All of the entries must appear again exactly as written.
*** Opening of Excerpted data ***
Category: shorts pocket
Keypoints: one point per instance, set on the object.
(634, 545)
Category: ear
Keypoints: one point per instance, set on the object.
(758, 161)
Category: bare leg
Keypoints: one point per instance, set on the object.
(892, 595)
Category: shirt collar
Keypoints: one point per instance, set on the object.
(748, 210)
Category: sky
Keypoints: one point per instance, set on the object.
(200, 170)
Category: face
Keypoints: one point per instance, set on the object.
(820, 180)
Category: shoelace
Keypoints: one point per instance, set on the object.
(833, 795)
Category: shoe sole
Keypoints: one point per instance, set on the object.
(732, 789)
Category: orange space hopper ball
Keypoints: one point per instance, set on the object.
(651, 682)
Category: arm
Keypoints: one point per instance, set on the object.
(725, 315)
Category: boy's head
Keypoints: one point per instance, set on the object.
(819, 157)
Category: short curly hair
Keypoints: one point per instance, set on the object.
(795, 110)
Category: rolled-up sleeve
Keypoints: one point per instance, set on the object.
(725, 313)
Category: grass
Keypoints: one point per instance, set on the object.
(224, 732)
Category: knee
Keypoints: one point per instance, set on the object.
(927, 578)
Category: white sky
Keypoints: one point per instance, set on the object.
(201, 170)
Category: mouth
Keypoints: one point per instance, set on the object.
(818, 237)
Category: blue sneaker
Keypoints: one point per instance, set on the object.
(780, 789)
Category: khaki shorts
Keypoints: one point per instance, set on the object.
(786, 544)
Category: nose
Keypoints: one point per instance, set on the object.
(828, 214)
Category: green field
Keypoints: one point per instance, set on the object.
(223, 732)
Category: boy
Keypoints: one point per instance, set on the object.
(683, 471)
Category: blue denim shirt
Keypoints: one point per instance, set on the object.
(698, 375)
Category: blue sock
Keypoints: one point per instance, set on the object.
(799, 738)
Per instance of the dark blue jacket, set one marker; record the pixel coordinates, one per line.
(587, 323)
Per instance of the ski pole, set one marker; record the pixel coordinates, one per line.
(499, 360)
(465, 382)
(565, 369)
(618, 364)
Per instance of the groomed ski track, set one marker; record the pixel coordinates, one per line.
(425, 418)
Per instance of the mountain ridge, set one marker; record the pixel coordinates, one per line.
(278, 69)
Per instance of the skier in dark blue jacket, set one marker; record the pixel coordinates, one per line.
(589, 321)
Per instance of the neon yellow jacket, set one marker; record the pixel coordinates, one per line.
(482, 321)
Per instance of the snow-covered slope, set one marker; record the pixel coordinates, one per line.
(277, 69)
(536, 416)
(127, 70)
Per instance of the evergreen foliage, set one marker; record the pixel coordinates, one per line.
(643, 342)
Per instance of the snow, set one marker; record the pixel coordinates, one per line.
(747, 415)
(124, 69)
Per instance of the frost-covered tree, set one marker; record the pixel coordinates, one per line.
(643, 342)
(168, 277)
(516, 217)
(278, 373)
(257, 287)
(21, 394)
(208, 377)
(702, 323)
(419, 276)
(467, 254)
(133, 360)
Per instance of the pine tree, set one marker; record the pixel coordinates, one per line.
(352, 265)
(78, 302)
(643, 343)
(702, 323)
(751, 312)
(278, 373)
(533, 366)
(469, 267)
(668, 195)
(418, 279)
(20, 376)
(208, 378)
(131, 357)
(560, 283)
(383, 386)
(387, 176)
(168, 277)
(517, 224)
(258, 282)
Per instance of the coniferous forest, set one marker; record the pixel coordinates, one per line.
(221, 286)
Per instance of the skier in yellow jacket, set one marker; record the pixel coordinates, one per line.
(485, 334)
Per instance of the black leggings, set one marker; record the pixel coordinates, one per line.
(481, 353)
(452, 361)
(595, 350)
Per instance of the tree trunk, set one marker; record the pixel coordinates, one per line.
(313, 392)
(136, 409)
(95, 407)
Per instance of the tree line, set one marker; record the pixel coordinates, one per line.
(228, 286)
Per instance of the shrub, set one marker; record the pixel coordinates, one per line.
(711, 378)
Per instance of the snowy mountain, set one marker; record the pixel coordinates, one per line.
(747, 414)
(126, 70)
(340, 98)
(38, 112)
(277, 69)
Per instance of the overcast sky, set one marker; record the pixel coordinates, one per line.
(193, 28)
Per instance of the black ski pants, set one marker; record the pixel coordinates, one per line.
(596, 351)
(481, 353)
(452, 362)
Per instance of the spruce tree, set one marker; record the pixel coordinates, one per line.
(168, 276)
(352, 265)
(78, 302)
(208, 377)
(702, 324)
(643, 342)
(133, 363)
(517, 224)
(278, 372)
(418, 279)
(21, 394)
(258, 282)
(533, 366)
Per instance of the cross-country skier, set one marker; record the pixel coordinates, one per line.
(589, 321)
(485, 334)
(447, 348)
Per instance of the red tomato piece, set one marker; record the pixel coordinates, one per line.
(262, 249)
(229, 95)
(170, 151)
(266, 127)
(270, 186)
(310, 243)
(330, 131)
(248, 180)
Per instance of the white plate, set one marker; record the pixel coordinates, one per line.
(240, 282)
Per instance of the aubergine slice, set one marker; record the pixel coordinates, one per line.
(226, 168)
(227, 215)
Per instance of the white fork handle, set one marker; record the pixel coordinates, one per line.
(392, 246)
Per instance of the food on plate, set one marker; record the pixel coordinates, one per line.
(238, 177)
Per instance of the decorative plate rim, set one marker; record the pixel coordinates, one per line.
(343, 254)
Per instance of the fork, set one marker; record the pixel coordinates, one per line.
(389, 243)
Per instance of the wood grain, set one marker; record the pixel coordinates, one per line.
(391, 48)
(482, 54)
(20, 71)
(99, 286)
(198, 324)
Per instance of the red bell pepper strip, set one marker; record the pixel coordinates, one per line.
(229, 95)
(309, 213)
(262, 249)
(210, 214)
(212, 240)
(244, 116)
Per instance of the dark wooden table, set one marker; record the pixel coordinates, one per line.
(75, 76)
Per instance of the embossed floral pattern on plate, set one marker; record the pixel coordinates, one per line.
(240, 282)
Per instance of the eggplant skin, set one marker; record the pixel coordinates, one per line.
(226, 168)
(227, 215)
*** Close of Excerpted data ***
### Task response
Category: shorts pocket
Keypoints: one point per instance, set on the object.
(634, 545)
Category: ear
Keypoints: one point per instance, set on the object.
(758, 161)
Category: bare leg
Keypoints: one point per instance, set on the object.
(892, 595)
Category: shirt collar
Keypoints: one point per instance, set on the object.
(748, 210)
Category: sky
Keypoints: one point per instance, set on the object.
(200, 170)
Category: face
Keypoints: one point per instance, set on the object.
(820, 180)
Category: shoelace
Keypoints: one point per instance, set on the object.
(833, 795)
Category: shoe sole
Keypoints: one point per instance, set on the object.
(732, 789)
Category: orange space hopper ball
Keypoints: one point per instance, set on the object.
(651, 682)
Category: arm
Keypoints: one point per instance, set on the object.
(725, 315)
Category: boy's head
Keypoints: one point per instance, set on the object.
(819, 157)
Category: short curly hair
Keypoints: one point per instance, set on the object.
(795, 110)
Category: rolled-up sleeve
Keypoints: one point per instance, set on the object.
(725, 313)
Category: grass
Keypoints: one point per instance, set on the object.
(224, 732)
Category: knee
Keypoints: one point per instance, set on the object.
(927, 578)
Category: white sky
Keypoints: one point per instance, set on the object.
(201, 170)
Category: mouth
Keypoints: one point per instance, set on the object.
(818, 237)
Category: blue sneaker
Keypoints: one point per instance, set on the object.
(780, 789)
Category: khaki shorts
Keypoints: one point per instance, set on the object.
(786, 544)
Category: nose
Keypoints: one point per instance, set on the object.
(828, 214)
Category: green field
Keypoints: one point per instance, set on the object.
(223, 732)
Category: boy
Keypoints: one point per instance, set on the object.
(683, 471)
Category: blue denim shirt
Keypoints: one point per instance, set on the object.
(698, 375)
Category: blue sock
Keypoints: one point per instance, set on the object.
(799, 738)
Per instance of the dark blue jacket, set one marker; record the pixel coordinates, one per line.
(587, 323)
Per instance of the ski pole, set one marker; record the pixel coordinates, one per line.
(499, 360)
(465, 382)
(565, 369)
(618, 364)
Per instance of the groomed ski track, set one marker; record the pixel coordinates, one per line.
(425, 418)
Per instance of the mountain ridge, set one marker; record the pixel coordinates, one per line.
(278, 69)
Per instance of the skier in dark blue jacket, set one marker; record the pixel coordinates, one per line.
(589, 321)
Per instance of the neon yellow jacket, set one marker; record the pixel coordinates, one per line.
(482, 321)
Per instance of the snow-covered slope, set one marker; record the pixel coordinates, one per line.
(277, 69)
(536, 416)
(127, 70)
Per instance of the evergreen foliage, set one marker; record the pixel coordinates, one per line.
(643, 342)
Per instance of the snow, set one marker; record the pixel coordinates, one per line.
(747, 415)
(124, 69)
Per instance of the frost-covered tree, set one marker; record the pixel coordinates, one per line.
(643, 342)
(168, 277)
(516, 217)
(278, 373)
(257, 287)
(21, 394)
(208, 377)
(702, 323)
(419, 276)
(467, 254)
(133, 360)
Per instance of the pine tree, set one marker; record the pixel coordinates, one per line.
(352, 265)
(78, 302)
(643, 343)
(702, 323)
(751, 312)
(278, 373)
(533, 366)
(469, 267)
(668, 195)
(418, 279)
(20, 376)
(208, 378)
(131, 357)
(560, 283)
(383, 386)
(387, 176)
(168, 277)
(517, 224)
(258, 282)
Per instance of the coniferous forest, set one marker; record the pixel coordinates, one per line.
(221, 286)
Per instance of the skier in yellow jacket, set one marker; record the pixel coordinates, one per line.
(485, 334)
Per instance of the black leggings, set one marker; record the pixel coordinates, one per line.
(481, 353)
(452, 361)
(595, 350)
Per instance of the tree trunk, set one marker; record the pixel coordinates, one per line.
(313, 392)
(136, 409)
(95, 407)
Per instance of the tree line, set one marker; record the pixel coordinates, one per line.
(228, 286)
Per instance of the shrub, set one marker; record the pixel coordinates, one per line.
(711, 378)
Per instance of the snowy mountain, set one marker; record the pixel coordinates, one per line.
(747, 414)
(126, 70)
(340, 98)
(38, 112)
(277, 69)
Per instance of the overcast sky, set one marker; record the pixel coordinates, one per line.
(193, 28)
Per instance of the black ski pants, set one marker; record the pixel coordinates, one per line.
(596, 351)
(481, 353)
(452, 362)
Per instance of the spruce tree, set one marker; record the pixel coordinates, one per line.
(168, 276)
(352, 265)
(78, 302)
(208, 377)
(702, 324)
(643, 342)
(133, 363)
(517, 224)
(278, 372)
(418, 279)
(21, 394)
(258, 282)
(533, 366)
Per instance of the cross-country skier, set one marker; record the pixel coordinates, one per line.
(589, 321)
(485, 334)
(447, 348)
Per instance of the red tomato piece, set one marker; record the pixel coordinates, one per line.
(262, 249)
(229, 95)
(170, 151)
(266, 127)
(270, 186)
(310, 243)
(330, 131)
(248, 180)
Per instance of the white plate, set one marker; record the pixel coordinates, one per line.
(240, 282)
Per instance of the aubergine slice, set one marker; record the pixel coordinates, one per line.
(226, 168)
(227, 215)
Per instance of the white fork handle, set one marker; record the pixel coordinates, one per line.
(392, 246)
Per instance of the food on plate, set one marker; record the pixel coordinates, one per line.
(238, 177)
Per instance of the decorative plate rim, set one marker; record the pixel coordinates, one per line.
(343, 254)
Per instance of the fork, set one marker; record the pixel coordinates, one per line.
(389, 243)
Per instance of the wood grain, set one marker; record the pixel coordinates, one per line.
(391, 48)
(482, 54)
(20, 71)
(99, 286)
(198, 324)
Per instance of the red bell pepper strip, set one marker; record the pixel coordinates, one per line.
(229, 95)
(309, 213)
(262, 249)
(210, 214)
(212, 240)
(244, 116)
Per instance of the dark wooden table, set one marker; record the pixel coordinates, one per line.
(75, 76)
Per instance of the embossed floral pattern on plate, set one marker; record the pixel coordinates, one per line.
(240, 282)
Per instance of the eggplant skin, set one marker; record the pixel coordinates, one per line.
(226, 168)
(227, 215)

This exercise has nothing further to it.